## begin DATA

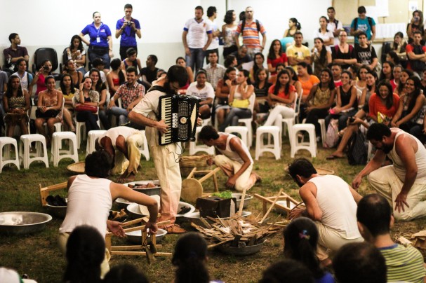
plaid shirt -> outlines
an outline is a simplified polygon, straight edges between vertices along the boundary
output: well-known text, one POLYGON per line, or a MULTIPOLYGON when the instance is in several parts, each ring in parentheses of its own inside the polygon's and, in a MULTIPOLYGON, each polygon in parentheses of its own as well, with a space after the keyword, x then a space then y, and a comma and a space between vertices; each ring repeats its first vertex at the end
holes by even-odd
POLYGON ((133 85, 128 85, 128 83, 120 85, 114 96, 118 95, 118 97, 116 97, 117 99, 121 97, 121 106, 126 109, 131 103, 139 98, 140 96, 143 97, 145 94, 145 88, 135 81, 133 85))

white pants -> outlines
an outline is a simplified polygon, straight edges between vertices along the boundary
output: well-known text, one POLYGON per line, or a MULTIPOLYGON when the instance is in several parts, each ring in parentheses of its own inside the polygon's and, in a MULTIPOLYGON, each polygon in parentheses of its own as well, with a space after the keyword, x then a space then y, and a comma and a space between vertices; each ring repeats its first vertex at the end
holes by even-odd
MULTIPOLYGON (((368 175, 370 185, 377 193, 384 196, 394 208, 395 199, 401 192, 403 182, 394 170, 394 165, 382 167, 368 175)), ((394 210, 394 216, 399 220, 411 220, 426 216, 426 180, 415 180, 407 195, 409 207, 404 206, 405 212, 394 210)))
POLYGON ((277 105, 269 112, 269 116, 267 117, 267 120, 265 122, 265 126, 270 126, 275 123, 275 120, 278 115, 281 114, 282 118, 293 118, 294 117, 294 109, 293 108, 287 107, 284 105, 277 105))
MULTIPOLYGON (((228 177, 234 176, 242 166, 240 163, 232 160, 222 154, 215 156, 215 164, 220 167, 228 177)), ((254 174, 251 174, 253 164, 251 164, 246 171, 238 177, 235 182, 237 191, 248 191, 254 186, 256 182, 256 177, 254 174)))

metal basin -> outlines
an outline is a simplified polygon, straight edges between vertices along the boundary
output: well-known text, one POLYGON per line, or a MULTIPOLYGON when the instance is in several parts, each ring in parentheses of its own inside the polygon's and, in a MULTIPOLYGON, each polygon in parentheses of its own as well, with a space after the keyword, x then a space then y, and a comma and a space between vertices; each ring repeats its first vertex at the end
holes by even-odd
POLYGON ((22 235, 41 231, 52 220, 49 214, 39 212, 0 213, 0 233, 22 235))
MULTIPOLYGON (((167 234, 167 231, 164 229, 159 229, 157 231, 157 234, 155 234, 155 242, 156 243, 159 243, 161 242, 161 240, 164 237, 164 236, 167 234)), ((127 236, 127 240, 133 243, 136 244, 141 244, 142 243, 142 231, 140 230, 138 230, 136 231, 128 232, 126 233, 127 236)), ((151 235, 148 235, 148 242, 151 242, 151 235)))

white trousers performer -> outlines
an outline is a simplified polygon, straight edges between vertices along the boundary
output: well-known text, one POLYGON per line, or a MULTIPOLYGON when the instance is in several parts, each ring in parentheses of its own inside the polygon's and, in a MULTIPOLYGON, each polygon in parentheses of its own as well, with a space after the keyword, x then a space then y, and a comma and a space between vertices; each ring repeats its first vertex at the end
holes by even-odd
MULTIPOLYGON (((398 178, 393 165, 382 167, 368 174, 368 182, 377 193, 383 195, 391 207, 395 207, 395 199, 401 192, 403 181, 398 178)), ((416 179, 407 195, 409 207, 404 206, 404 212, 394 210, 394 216, 399 220, 411 220, 426 216, 426 180, 416 179)))

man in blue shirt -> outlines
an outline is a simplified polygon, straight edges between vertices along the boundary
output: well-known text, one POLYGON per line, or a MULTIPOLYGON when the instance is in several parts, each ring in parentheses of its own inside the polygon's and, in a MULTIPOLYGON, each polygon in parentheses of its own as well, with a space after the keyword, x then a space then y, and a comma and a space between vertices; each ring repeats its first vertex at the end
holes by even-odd
POLYGON ((115 31, 115 38, 120 39, 120 57, 124 60, 127 56, 126 51, 128 48, 133 48, 138 51, 136 43, 136 35, 140 39, 140 25, 139 21, 132 18, 133 7, 131 4, 124 6, 125 16, 117 21, 115 31))
POLYGON ((355 37, 356 44, 358 44, 358 34, 363 32, 367 34, 368 44, 375 39, 375 22, 373 18, 367 17, 366 13, 366 7, 358 7, 358 18, 355 18, 351 24, 350 35, 355 37))

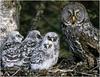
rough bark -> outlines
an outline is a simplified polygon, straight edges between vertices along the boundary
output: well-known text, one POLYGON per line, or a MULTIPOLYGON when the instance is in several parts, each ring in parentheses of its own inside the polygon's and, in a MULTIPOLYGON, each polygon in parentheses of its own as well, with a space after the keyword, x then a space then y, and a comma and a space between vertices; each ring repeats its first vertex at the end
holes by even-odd
POLYGON ((0 47, 8 32, 18 29, 16 1, 0 0, 0 47))

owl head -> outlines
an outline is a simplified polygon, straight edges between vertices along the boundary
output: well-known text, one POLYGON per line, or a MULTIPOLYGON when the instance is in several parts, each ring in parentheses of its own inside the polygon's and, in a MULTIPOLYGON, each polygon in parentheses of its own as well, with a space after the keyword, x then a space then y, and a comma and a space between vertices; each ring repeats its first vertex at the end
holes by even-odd
POLYGON ((32 31, 29 31, 26 39, 33 39, 33 40, 39 41, 42 39, 42 36, 38 30, 32 30, 32 31))
POLYGON ((8 42, 19 42, 21 43, 23 36, 18 31, 11 31, 7 35, 8 42))
POLYGON ((42 49, 46 53, 51 54, 54 50, 54 44, 49 40, 43 40, 40 49, 42 49))
POLYGON ((86 8, 77 2, 69 3, 61 12, 61 21, 65 25, 72 25, 72 27, 80 26, 79 24, 88 19, 86 8))
POLYGON ((55 45, 58 45, 58 43, 59 43, 59 36, 55 32, 48 32, 45 35, 44 39, 53 42, 55 45))

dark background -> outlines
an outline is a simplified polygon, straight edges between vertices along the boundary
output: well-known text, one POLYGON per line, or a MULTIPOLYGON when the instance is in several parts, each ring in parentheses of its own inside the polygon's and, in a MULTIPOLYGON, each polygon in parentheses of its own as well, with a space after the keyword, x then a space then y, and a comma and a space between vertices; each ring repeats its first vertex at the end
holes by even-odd
MULTIPOLYGON (((68 57, 71 52, 62 37, 60 29, 60 13, 64 5, 70 1, 20 1, 20 26, 19 31, 26 36, 28 31, 37 29, 42 35, 53 31, 60 36, 60 57, 68 57)), ((99 28, 99 2, 78 1, 82 3, 89 14, 94 27, 99 28)))

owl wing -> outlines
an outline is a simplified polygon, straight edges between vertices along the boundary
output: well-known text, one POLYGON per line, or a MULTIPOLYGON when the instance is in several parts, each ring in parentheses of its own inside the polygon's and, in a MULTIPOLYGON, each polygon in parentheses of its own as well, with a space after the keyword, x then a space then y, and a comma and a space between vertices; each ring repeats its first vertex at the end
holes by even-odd
POLYGON ((43 50, 34 51, 31 57, 31 64, 41 64, 48 56, 49 54, 45 53, 43 50))

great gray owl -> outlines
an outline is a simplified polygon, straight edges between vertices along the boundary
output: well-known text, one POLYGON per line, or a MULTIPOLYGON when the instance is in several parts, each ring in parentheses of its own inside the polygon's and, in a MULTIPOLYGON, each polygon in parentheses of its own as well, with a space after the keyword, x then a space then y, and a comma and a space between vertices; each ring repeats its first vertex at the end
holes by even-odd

## end DATA

▸ TASK INSTRUCTIONS
All records must be output exactly as they are, except for the pictures, which are left out.

▸ COMPLETED TASK
plaid shirt -> outlines
an outline is a simplified polygon, straight edges between vertices along the boundary
output: well-known text, one POLYGON per line, or a MULTIPOLYGON when the instance is in several parts, each ring in parentheses of its own inside the polygon's and, in a MULTIPOLYGON, each polygon in parentheses of its own as well, with a space after the keyword, x then a space then y, and a comma and a space between vertices; each ring repeats its first vertex at the end
holes by even-odd
POLYGON ((133 85, 128 85, 128 83, 120 85, 114 96, 118 95, 118 97, 116 97, 117 99, 121 97, 121 106, 126 109, 131 103, 139 98, 140 96, 143 97, 145 94, 145 88, 135 81, 133 85))

white pants -> outlines
an outline is a simplified polygon, straight edges between vertices along the boundary
output: well-known text, one POLYGON per line, or a MULTIPOLYGON when the instance is in several parts, each ring in parentheses of its own inside the polygon's and, in a MULTIPOLYGON, each polygon in parentheses of its own as well, with a space after the keyword, x then a space then y, and a comma and a space between vertices; each ring repeats its first vertex at the end
holes by even-odd
MULTIPOLYGON (((368 175, 370 185, 377 193, 384 196, 394 208, 395 199, 401 192, 403 182, 394 170, 394 165, 382 167, 368 175)), ((394 210, 394 216, 399 220, 411 220, 426 216, 426 180, 415 180, 407 195, 409 207, 404 206, 405 212, 394 210)))
POLYGON ((277 105, 269 112, 269 116, 267 117, 267 120, 265 122, 265 126, 270 126, 275 123, 275 120, 278 115, 281 114, 282 118, 293 118, 294 117, 294 109, 293 108, 287 107, 284 105, 277 105))
MULTIPOLYGON (((228 177, 234 176, 242 166, 240 163, 232 160, 222 154, 215 156, 215 164, 220 167, 228 177)), ((254 174, 251 174, 253 164, 251 164, 246 171, 238 177, 235 182, 237 191, 248 191, 254 186, 256 182, 256 177, 254 174)))

metal basin -> outlines
an outline is a simplified polygon, straight edges between vertices along the boundary
output: well-known text, one POLYGON per line, or a MULTIPOLYGON when the instance is in several parts, each ring in parentheses of its own inside the polygon's and, in a MULTIPOLYGON, each polygon in parentheses of its own as well, with a space after the keyword, x then a space then y, and a comma and a space between vertices; each ring repeats its first vertex at the end
holes by even-odd
POLYGON ((22 235, 41 231, 52 220, 49 214, 39 212, 0 213, 0 233, 22 235))
MULTIPOLYGON (((167 234, 167 231, 164 229, 159 229, 157 231, 157 234, 155 234, 155 242, 156 243, 159 243, 161 242, 161 240, 164 237, 164 236, 167 234)), ((127 236, 127 240, 133 243, 136 244, 141 244, 142 243, 142 231, 140 230, 138 230, 136 231, 128 232, 126 233, 127 236)), ((151 235, 148 235, 148 242, 151 242, 151 235)))

white trousers performer -> outlines
an outline is a simplified polygon, straight edges between vertices along the boundary
output: well-known text, one POLYGON per line, or a MULTIPOLYGON when the instance is in several parts, each ring in parentheses of its own inside the polygon's and, in a MULTIPOLYGON, each polygon in parentheses of its own as well, with a space after the keyword, x then a space then y, and a comma and a space between vertices; each ring repeats its first vertex at the end
holes by even-odd
MULTIPOLYGON (((398 178, 393 165, 382 167, 368 174, 368 182, 377 193, 383 195, 391 207, 395 207, 395 199, 401 192, 403 181, 398 178)), ((416 179, 407 195, 409 207, 404 206, 404 212, 394 210, 394 216, 399 220, 411 220, 426 216, 426 180, 416 179)))

man in blue shirt -> outlines
an outline is a simplified polygon, straight edges between vertices along the boundary
output: well-known text, one POLYGON per line, or a MULTIPOLYGON when the instance is in several parts, each ring in parentheses of its own inside the polygon's and, in a MULTIPOLYGON, each polygon in parentheses of its own as well, with a space after the keyword, x then a space then y, and a comma and a space between vertices; each ring repeats its first vertex at the end
holes by even-odd
POLYGON ((115 31, 115 38, 120 39, 120 57, 124 60, 127 56, 126 51, 128 48, 133 48, 138 51, 136 43, 136 35, 140 39, 140 25, 139 21, 132 18, 133 7, 131 4, 124 6, 125 16, 117 21, 115 31))
POLYGON ((355 37, 356 44, 358 44, 358 34, 363 32, 367 34, 368 44, 375 39, 375 22, 373 18, 367 17, 366 13, 366 7, 358 7, 358 18, 355 18, 351 24, 350 35, 355 37))

rough bark -> outlines
an outline is a simplified polygon, straight edges between vertices along the boundary
output: well-known text, one POLYGON per line, or a MULTIPOLYGON when the instance is in several parts, each ring in parentheses of its own inside the polygon's and, in a MULTIPOLYGON, each polygon in parentheses of its own as well, with a space after the keyword, x then a space then y, and a comma and a space between vertices; each ring repeats its first vertex at the end
holes by even-odd
POLYGON ((0 47, 8 32, 18 29, 16 1, 0 0, 0 47))

owl head -> outlines
an outline is a simplified polygon, straight edges between vertices along the boundary
output: well-known text, one POLYGON per line, or a MULTIPOLYGON when the instance is in several parts, each ring in parentheses of its own inside the polygon's and, in a MULTIPOLYGON, each polygon in parentheses of its own as well, with a space after the keyword, x then a space then y, and a comma and a space between vertices; each ring repeats its first vertex at the end
holes by even-odd
POLYGON ((32 31, 29 31, 26 39, 33 39, 33 40, 39 41, 42 39, 42 36, 38 30, 32 30, 32 31))
POLYGON ((8 42, 19 42, 21 43, 23 36, 18 31, 11 31, 7 35, 8 42))
POLYGON ((42 49, 46 53, 51 54, 54 50, 54 44, 49 40, 43 40, 40 49, 42 49))
POLYGON ((86 8, 77 2, 69 3, 61 12, 61 21, 65 25, 72 25, 72 27, 80 26, 79 24, 88 19, 86 8))
POLYGON ((55 45, 58 45, 58 43, 59 43, 59 36, 55 32, 48 32, 45 35, 44 39, 53 42, 55 45))

dark background -> outlines
an outline is a simplified polygon, straight edges between vertices along the boundary
output: well-known text, one POLYGON per line, or a MULTIPOLYGON when the instance is in several parts, each ring in parentheses of its own inside the polygon's and, in a MULTIPOLYGON, each polygon in parentheses of its own as well, with a space after the keyword, x then a space then y, and a comma and a space between vertices; each ring repeats its first vertex at the end
holes by even-odd
MULTIPOLYGON (((68 57, 71 52, 62 37, 60 29, 60 13, 64 5, 70 1, 20 1, 20 26, 19 31, 26 36, 28 31, 37 29, 42 35, 53 31, 60 36, 60 57, 68 57)), ((99 28, 99 2, 78 1, 82 3, 89 14, 94 27, 99 28)))

owl wing -> outlines
an outline is a simplified polygon, straight edges between vertices along the boundary
output: well-known text, one POLYGON per line, or a MULTIPOLYGON when the instance is in several parts, each ring in parentheses of its own inside the polygon's and, in a MULTIPOLYGON, each polygon in parentheses of its own as well, with a space after the keyword, x then a space then y, and a comma and a space between vertices; each ring repeats its first vertex at the end
holes by even-odd
POLYGON ((43 50, 34 51, 31 57, 31 64, 41 64, 48 56, 49 54, 45 53, 43 50))

great gray owl -> outlines
an outline is a simplified polygon, straight edges between vertices along the boundary
output: well-known text, one POLYGON per line, or a MULTIPOLYGON when the instance is in several parts, each ring in parentheses of its own inside the polygon's and, in a MULTIPOLYGON, each polygon in parentheses of its own as well, with a space after the keyword, x then a space then y, and a comma and a space between vertices; each ring repeats its first vertex at the end
holes by even-odd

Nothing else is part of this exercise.